# Brief
Reproduce the stretch of entries from the start through the line containing "xmin=509 ymin=143 xmax=603 ymax=326", keeping every line and offsetting each bounding-box coordinate value by adding 61.

Annotated coordinate records:

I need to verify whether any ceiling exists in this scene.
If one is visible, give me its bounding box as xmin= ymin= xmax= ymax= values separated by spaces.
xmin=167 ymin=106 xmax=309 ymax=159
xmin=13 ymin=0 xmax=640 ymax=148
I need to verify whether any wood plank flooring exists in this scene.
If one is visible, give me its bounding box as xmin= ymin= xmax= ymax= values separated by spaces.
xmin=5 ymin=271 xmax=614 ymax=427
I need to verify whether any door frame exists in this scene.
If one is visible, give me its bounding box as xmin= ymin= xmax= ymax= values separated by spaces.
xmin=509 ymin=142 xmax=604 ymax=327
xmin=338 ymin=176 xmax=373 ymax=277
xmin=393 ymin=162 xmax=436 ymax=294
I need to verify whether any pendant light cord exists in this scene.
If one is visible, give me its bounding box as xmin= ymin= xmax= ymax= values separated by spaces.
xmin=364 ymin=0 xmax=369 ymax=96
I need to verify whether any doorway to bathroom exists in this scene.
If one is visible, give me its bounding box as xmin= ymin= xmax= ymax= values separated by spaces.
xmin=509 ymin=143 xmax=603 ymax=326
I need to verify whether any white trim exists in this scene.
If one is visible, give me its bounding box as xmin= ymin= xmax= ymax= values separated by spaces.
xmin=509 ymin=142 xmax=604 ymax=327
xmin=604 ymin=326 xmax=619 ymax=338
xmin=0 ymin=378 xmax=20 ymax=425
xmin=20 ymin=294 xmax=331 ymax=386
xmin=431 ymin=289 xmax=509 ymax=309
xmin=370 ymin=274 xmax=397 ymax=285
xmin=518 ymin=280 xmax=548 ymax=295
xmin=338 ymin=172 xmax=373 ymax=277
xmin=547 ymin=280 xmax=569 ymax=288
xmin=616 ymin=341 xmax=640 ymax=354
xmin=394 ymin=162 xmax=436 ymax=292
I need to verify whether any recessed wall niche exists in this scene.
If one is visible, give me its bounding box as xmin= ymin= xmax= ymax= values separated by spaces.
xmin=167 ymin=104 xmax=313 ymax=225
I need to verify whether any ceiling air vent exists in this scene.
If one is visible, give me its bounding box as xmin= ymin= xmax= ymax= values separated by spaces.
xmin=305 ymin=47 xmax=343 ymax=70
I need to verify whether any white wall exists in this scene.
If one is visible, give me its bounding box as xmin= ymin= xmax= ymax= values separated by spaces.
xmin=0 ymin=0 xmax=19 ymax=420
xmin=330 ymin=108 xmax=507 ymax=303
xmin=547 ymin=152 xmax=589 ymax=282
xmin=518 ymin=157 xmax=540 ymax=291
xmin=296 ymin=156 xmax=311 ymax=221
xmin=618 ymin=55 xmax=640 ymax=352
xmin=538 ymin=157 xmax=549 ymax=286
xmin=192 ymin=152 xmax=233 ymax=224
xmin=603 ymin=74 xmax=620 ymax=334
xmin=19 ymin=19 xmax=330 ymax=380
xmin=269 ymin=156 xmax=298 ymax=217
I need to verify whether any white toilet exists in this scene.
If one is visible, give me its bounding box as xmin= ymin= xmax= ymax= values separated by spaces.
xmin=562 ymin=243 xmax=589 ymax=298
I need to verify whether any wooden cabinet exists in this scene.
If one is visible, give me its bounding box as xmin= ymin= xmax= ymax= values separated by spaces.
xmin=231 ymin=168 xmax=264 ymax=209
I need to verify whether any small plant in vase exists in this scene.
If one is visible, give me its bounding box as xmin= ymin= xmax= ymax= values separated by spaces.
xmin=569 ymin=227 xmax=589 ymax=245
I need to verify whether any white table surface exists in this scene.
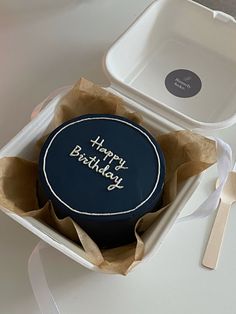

# Final result
I need to verify whether any ceiling exists in this scene.
If one is visible, give me its bounding box as xmin= ymin= xmax= ymax= values separated by spaces.
xmin=228 ymin=167 xmax=370 ymax=220
xmin=74 ymin=61 xmax=701 ymax=209
I need to verify whether any wood plank flooring exists in this scene.
If one is visible, give me its bounding box as xmin= ymin= xmax= ymax= values separated by spaces.
xmin=66 ymin=332 xmax=675 ymax=488
I need to verify whether any door frame exists in this scene.
If one is visible, give me its bounding box as xmin= ymin= xmax= ymax= values separated by spaces.
xmin=570 ymin=203 xmax=665 ymax=388
xmin=399 ymin=237 xmax=434 ymax=338
xmin=454 ymin=223 xmax=497 ymax=355
I need to verify whether any pendant light cord exists in this scene.
If one is visible, give me its bounding box as xmin= ymin= xmax= ymax= values separated by spaces.
xmin=425 ymin=61 xmax=430 ymax=157
I need to verify whether any doorway to bathroom exists in this scene.
If one is visible, give me its bounding box as xmin= ymin= xmax= ymax= values separated by spaces.
xmin=570 ymin=204 xmax=664 ymax=387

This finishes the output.